About this task
Leaving out the images, transcribe every record below exactly.

Data records

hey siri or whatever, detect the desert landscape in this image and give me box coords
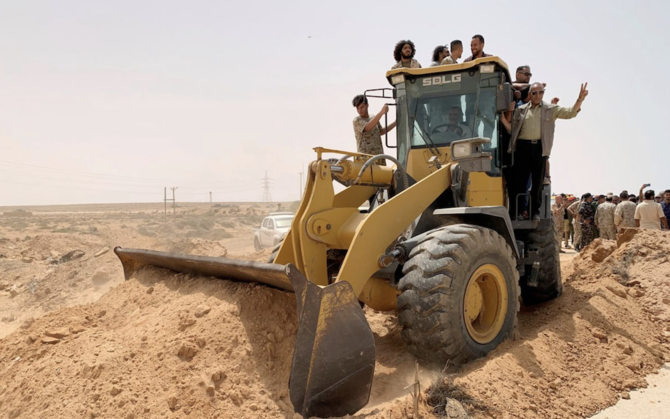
[1,203,669,419]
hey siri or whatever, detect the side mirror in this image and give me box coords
[496,83,513,113]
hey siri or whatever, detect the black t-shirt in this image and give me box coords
[513,81,530,103]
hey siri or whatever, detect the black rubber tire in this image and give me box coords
[254,237,262,252]
[520,218,562,305]
[397,224,520,366]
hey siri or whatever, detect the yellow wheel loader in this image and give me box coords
[114,56,562,418]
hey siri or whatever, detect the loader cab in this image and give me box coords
[386,57,512,207]
[387,58,511,182]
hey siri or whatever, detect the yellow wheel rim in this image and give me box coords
[463,263,508,344]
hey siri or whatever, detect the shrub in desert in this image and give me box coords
[137,226,156,237]
[218,220,235,229]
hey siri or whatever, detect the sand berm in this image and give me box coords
[1,229,669,419]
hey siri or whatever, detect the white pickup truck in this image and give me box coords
[253,212,294,251]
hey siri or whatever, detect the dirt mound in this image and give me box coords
[0,270,299,419]
[0,234,121,339]
[1,229,669,419]
[436,229,670,418]
[580,238,617,263]
[162,238,228,258]
[0,234,105,263]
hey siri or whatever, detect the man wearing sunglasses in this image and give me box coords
[512,66,540,107]
[512,66,532,103]
[505,82,589,221]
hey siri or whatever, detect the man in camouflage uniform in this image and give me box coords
[590,195,603,238]
[391,40,422,69]
[568,196,582,250]
[551,194,569,250]
[352,95,397,165]
[595,196,617,240]
[579,193,595,250]
[614,190,637,231]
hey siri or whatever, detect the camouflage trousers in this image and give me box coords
[573,219,582,247]
[554,221,564,247]
[600,226,616,240]
[580,223,594,249]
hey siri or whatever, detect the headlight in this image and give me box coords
[390,74,405,85]
[452,143,472,158]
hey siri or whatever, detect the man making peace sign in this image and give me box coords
[503,83,589,221]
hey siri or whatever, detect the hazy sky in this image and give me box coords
[1,0,668,206]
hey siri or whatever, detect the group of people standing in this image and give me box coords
[552,187,670,252]
[350,35,591,228]
[350,35,494,161]
[389,34,491,69]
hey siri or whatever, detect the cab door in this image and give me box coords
[264,219,275,246]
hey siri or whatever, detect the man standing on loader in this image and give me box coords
[352,94,397,165]
[505,82,589,220]
[391,40,421,69]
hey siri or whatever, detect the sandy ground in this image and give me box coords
[590,363,670,419]
[0,202,280,339]
[1,204,669,419]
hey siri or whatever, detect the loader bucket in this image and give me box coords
[114,247,293,291]
[287,265,375,418]
[113,247,376,418]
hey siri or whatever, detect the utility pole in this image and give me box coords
[209,191,212,203]
[164,187,176,219]
[170,186,178,216]
[261,171,273,203]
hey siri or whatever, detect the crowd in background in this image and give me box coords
[552,186,670,253]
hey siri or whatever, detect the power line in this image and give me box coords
[0,167,263,191]
[0,160,177,183]
[0,178,159,194]
[0,160,262,188]
[261,171,272,202]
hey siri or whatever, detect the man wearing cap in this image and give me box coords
[579,194,595,249]
[595,196,617,240]
[505,82,589,221]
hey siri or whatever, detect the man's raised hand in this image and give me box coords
[578,83,589,101]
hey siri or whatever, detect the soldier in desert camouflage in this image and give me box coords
[551,194,570,250]
[391,40,422,69]
[614,190,637,230]
[352,94,397,165]
[595,196,617,240]
[568,196,582,250]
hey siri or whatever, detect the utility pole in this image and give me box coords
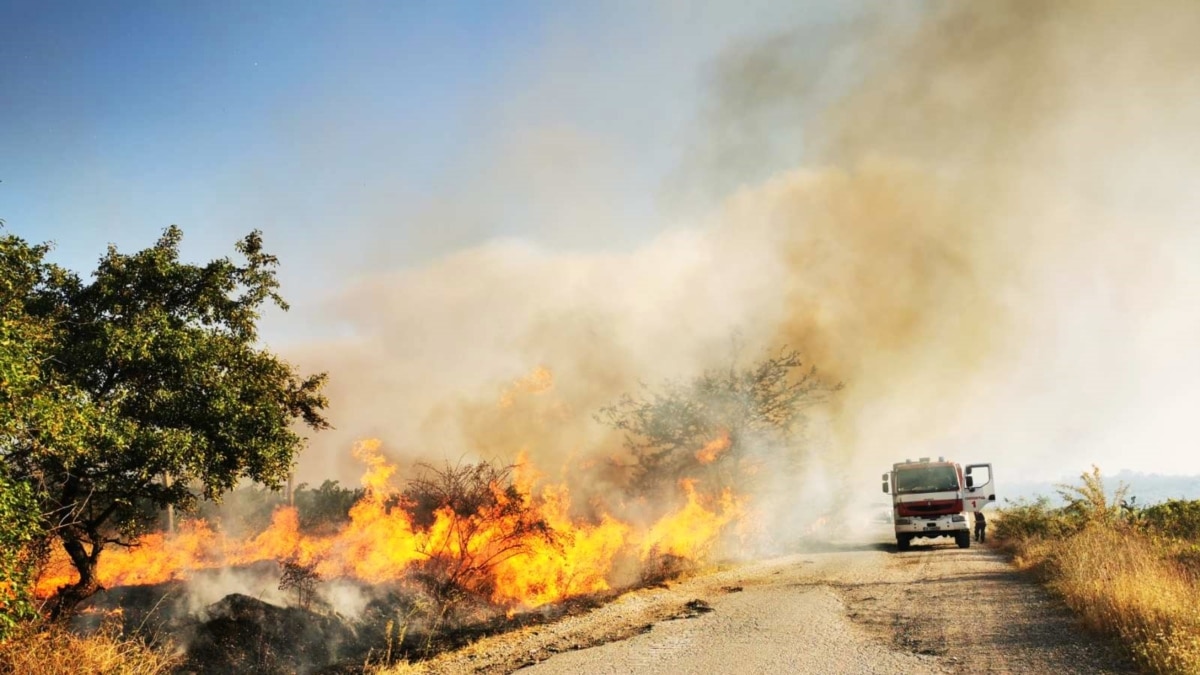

Answer to this exercise
hey siri or whatever, detect the desert landscape in this image and give me box coords
[1,203,669,419]
hey siri or whatever, detect the side mirror in this image and give me box coords
[496,83,513,113]
hey siri or whatever, detect the black t-shirt in this image and give me box coords
[513,81,530,103]
hey siri or whatever, detect the black rubber tire in this image and give me box coords
[254,237,262,252]
[520,218,562,305]
[397,224,520,366]
hey siri or whatever, detect the yellow wheel loader in this image and give me box coords
[114,56,562,418]
hey siri or whatever, detect the loader cab in this image and give me box coords
[386,57,512,207]
[387,58,511,182]
hey siri or whatever, detect the yellow wheel rim in this image and give me box coords
[463,263,508,344]
hey siri or whatever, detect the shrub in desert in this image and give me box coords
[137,226,156,237]
[218,220,235,229]
hey siri or whatever, detect the sand berm in this image and give me box coords
[1,229,669,419]
hey siri or whatever, detect the white pickup truck in this image and give me box coords
[253,212,294,251]
hey siri or whatever, detect the dirt mound in this image and give me box coords
[0,270,299,419]
[0,234,121,339]
[1,229,669,419]
[436,229,670,418]
[580,238,617,263]
[162,238,228,258]
[0,234,105,263]
hey siri or whatever, detect the man wearing sunglasses in this image and give me box coords
[512,66,540,107]
[512,66,532,103]
[505,82,589,221]
hey siri or whatever, detect the man in camouflage uniform in this image and give me box coords
[590,195,603,238]
[391,40,422,69]
[568,196,582,250]
[551,194,569,250]
[352,95,397,165]
[595,196,617,240]
[579,193,595,250]
[614,190,637,231]
hey siri or whatever, detect the camouflage trousers in this image and give me box coords
[573,219,582,247]
[554,221,564,247]
[600,226,616,240]
[580,223,594,249]
hey siri or whatever, detect the headlight in this image and give me box coords
[390,74,405,85]
[452,143,472,158]
hey siri or whatever, detect the man making peace sign in this image and give me box coords
[503,83,589,221]
hey siri or whatever, detect the hazy sky in this image and give me box coords
[1,0,668,206]
hey siri or whatever, detect the group of people standing in this image and give me box coords
[552,187,670,252]
[350,35,591,228]
[350,35,494,161]
[389,34,491,69]
hey siri or whatever, detect the cab door in this image and give me box coords
[264,219,275,246]
hey siri or whatever, detect the man standing on loader in this image and give me box coords
[352,94,397,165]
[505,82,589,220]
[391,40,421,69]
hey siri or whatever, detect the sandy ground in this image and give me box coords
[590,363,670,419]
[0,202,280,339]
[1,204,669,419]
hey siri or whatever, detect the loader bucket in this image and give me box coords
[114,247,293,291]
[287,265,375,418]
[113,247,376,418]
hey siri or whatever, detect the utility pole in this image and give me box coords
[209,191,212,203]
[164,187,176,219]
[170,186,178,216]
[261,171,273,203]
hey siri or whatever, detect the crowd in background in this image and give me box coords
[552,186,670,253]
hey siri or whatever, detect the power line in this image and give me box coords
[0,167,263,191]
[0,160,177,183]
[0,178,159,194]
[0,160,262,188]
[261,171,272,202]
hey siri or whatever, detect the man wearing cap in this image and give me box coords
[579,194,595,249]
[595,196,617,240]
[505,82,589,221]
hey siri or whatever, detect the man's raised hand in this image and give me box coords
[578,83,589,101]
hey siri or whatever, detect the soldier in desert camouflage in this image and give me box coords
[551,194,570,250]
[391,40,422,69]
[614,190,637,230]
[352,94,397,165]
[595,196,617,240]
[568,196,582,250]
hey siri or whatever, detect the utility pole in this image and give me box coords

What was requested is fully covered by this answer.